**EXCERPT**:
+--
# Ripleys Believe it or Not Fertility Statues



## Bellini (May 2, 2008)

http://www.ripleyslondon.com/newsdetail.php?nid=MTA=

Has anyone had a rub of these and did it work?

I'm thinking of going along with MrB. (well, it can't hurt can it).

This post contains an unconfirmed link/information and readers are reminded that 
fertilityfriends.co.uk or its owners are not responsible for the content of external internet sites


----------



## norma30 (Jan 9, 2010)

only just seen ur post 

I went to see these statues in blackpool  about 9 yrs ago before starting ivf, lo and behold i found out i was preggers when i went for pre treatment bloods and my dd has just turned 8 so i would recommend it 

good luck!!!!


----------



## BABY2 (Nov 28, 2007)

Have just seen this, I too have been there, I drove four hours there , rubbed it and drove four hours back   I did this a couple of months before I did FET and got a BFP , although sadly ended in miscarriage...I am a great believer in all these things I'm afaraid


----------



## pobby (Jun 2, 2005)

ooh thanks for that!  i think il go and rub them!!! x


----------



## pinkflowers (May 8, 2008)

Me tooxx


----------



## suny (Mar 20, 2011)

Hello,

does anybody know if there is any tour of statues in Canada this year?

Thank you


----------



## pmc (Nov 15, 2010)

Both my sisters bought me fertility statues, or should I say ornaments. I have had them ages now, and rub them everyday. I have had 3 failed ivf treatments, Dont believe in things like that anymore.


----------



## Faithope (Jan 16, 2011)

this is an old thread but does anyone know if the statues are still on show there??


----------



## norma30 (Jan 9, 2010)

yes hun we went last july, I rubbed it for about 10mins and made hubby do this too he was mortified!!
+--
**INFORMATION SHOWN**:
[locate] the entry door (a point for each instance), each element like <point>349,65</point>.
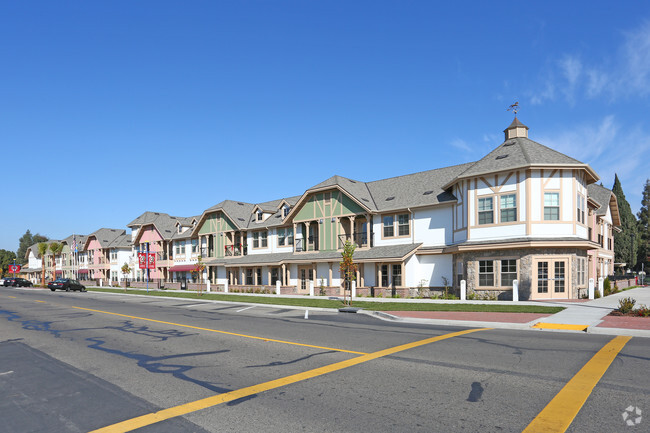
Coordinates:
<point>551,279</point>
<point>305,275</point>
+--
**YOUR TASK**:
In the fertility statues thread, how many failed IVF treatments does pmc report? Answer from the thread alone, not from the lines.

**RESULT**:
Three.